▶ _ABOUT THIS EXERCISE_
Carry on the dated blog posts about faith, death, music, and the self, picking up right after their final sentence.

▶ _PASSAGE FOR REVIEW_

Tuesday, May 1, 2018

Twelve years ago, I was terrified of hell. It's probably why it took so much...I hesitate to use the word "agony," but it was - before I became an atheist. For years after my (literal) awakening, though, I was scared of death much less, if at all. But something made me terrified of it, just for a moment, maybe fifteen minutes ago.

I saw an ad on Youtube (Youtube has ads before videos again >:( ) in which theoretical physicist Michio Kaku (mixed feelings about him) oozed excitedly about advances that could give our brains access to the Internet's worth of knowledge, or "perfect" bodies. I, unsurprisingly, hold out hope I could get whole bodily functionality back, and if I could upload "me" to a machine...but what if that technology is achieved after I die?

Nothing has changed in my life's trajectory, really - it wasn't sure to happen for me, and it's still not - but for a second, I despaired at my mortality.

Saturday, March 31, 2018

Kurt Cobain can't sing - couldn't. Rest in peace, I guess? Why do people say that: "rest in peace"? Like it's gonna make a difference. They're already in heaven or hell, most think. Are you going to change God's mind? And then, if you're a naturalist, you figure they're gone. They're not returning. And if being dead does somehow suck, a trite sentiment isn't going to change what's happening to them.

Bob Dylan can't sing, either, but Molly thinks he does okay in his non-protest songs - where he sings. She doesn't like Axel Rose's (Guns 'n' Roses) singing, though. I kind of like it. Turns out "Knockin' On Heaven's Door" (the only song of theirs she likes) is a Bob Dylan song.

For a while, I "didn't like" GnR because I thought it was "wrong." They were on an online list of "Pro-Abortion Bands." Now I realize I don't even know who Rock For Life are, or how they decided who goes on that list. I just trusted any group with "for Life" in their name.

Monday, March 26, 2018

I've been into "Bojack Horseman" on Netflix recently. Far less funny and far more engrossing than I had expected. In episode 11 it made a joke I wasn't sure if I should stop watching it over. I've been noticing I do that a lot, as if someone can decide for me. I grew up Catholic. All my life I outsourced my morality so someone else could tell me what was right and what was wrong. So many people do that: "I'm a Baptist." "I'm a Democrat."

I want to think for myself, but we don't exist in a vacuum. From birth, we're shaped by factors outside our control. I read recently "they" say our "selves" are 50% genetic, 40% societal, and 10% circumstantial, or something to that effect. What is the "self"? Is there one? I'm reading Consciousness Explained by Daniel C. Dennett, and he's careful not to use such language, but when some people say "we have no free will," they still use the word "we." Is it just hard not to think of ourselves as an entity, or are there "I's"?

▶ _INFORMATION GIVEN_

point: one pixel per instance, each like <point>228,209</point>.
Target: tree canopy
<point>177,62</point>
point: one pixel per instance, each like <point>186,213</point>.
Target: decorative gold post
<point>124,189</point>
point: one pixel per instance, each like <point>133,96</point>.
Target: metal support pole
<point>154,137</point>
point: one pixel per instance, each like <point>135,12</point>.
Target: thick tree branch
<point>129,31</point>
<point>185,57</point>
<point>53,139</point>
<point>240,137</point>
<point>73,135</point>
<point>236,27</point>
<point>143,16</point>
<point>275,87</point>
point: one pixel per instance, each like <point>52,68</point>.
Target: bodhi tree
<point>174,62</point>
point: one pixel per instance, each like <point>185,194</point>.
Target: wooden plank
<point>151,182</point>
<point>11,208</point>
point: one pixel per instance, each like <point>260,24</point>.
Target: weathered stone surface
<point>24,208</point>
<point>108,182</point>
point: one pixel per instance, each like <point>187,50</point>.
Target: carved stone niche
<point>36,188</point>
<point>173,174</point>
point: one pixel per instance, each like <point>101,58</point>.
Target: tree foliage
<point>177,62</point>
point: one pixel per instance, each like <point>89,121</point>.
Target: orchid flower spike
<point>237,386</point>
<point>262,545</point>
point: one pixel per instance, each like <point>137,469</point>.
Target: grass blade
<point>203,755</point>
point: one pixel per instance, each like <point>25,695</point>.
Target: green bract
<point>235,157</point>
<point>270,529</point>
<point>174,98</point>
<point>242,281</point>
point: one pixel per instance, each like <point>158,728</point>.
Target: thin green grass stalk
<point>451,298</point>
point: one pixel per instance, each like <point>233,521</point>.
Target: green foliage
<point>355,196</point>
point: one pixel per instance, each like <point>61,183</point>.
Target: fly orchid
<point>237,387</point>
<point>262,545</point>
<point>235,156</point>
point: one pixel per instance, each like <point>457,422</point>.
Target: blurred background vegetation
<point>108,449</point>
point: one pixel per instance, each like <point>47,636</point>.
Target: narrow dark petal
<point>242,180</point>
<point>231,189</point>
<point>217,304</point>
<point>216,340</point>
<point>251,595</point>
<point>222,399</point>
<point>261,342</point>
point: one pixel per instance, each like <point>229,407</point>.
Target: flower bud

▶ _YOUR RESPONSE_
Tuesday, March 13, 2018

I titled this blog with a "randomly" generated series of characters because I'm not going to advertise it. It would be great if it turned out that some woman came across this and we got talking about stuff that mattered and fell in love and lived happily for a while, but this isn't a John Green novel (yeah, I occasionally read one of those. I still feel like a hopeless-romantic teen sometimes. Also, there's no limit to how much you can put in parentheses in the middle of a sentence. Pff.), so for now, I'm just going to use it for bits and mindspills publicly in the vain hope I do find some interlocutor to write long , philosophical letters in style of old. Also, not every long sentence is a run-on.

I was feeling cluttered earlier, so I lay down, because most of my favorite thoughts come to me when I'm horizontally oriented, in hopes it would settle. I got thinking of metaphors for life, of all cliche things.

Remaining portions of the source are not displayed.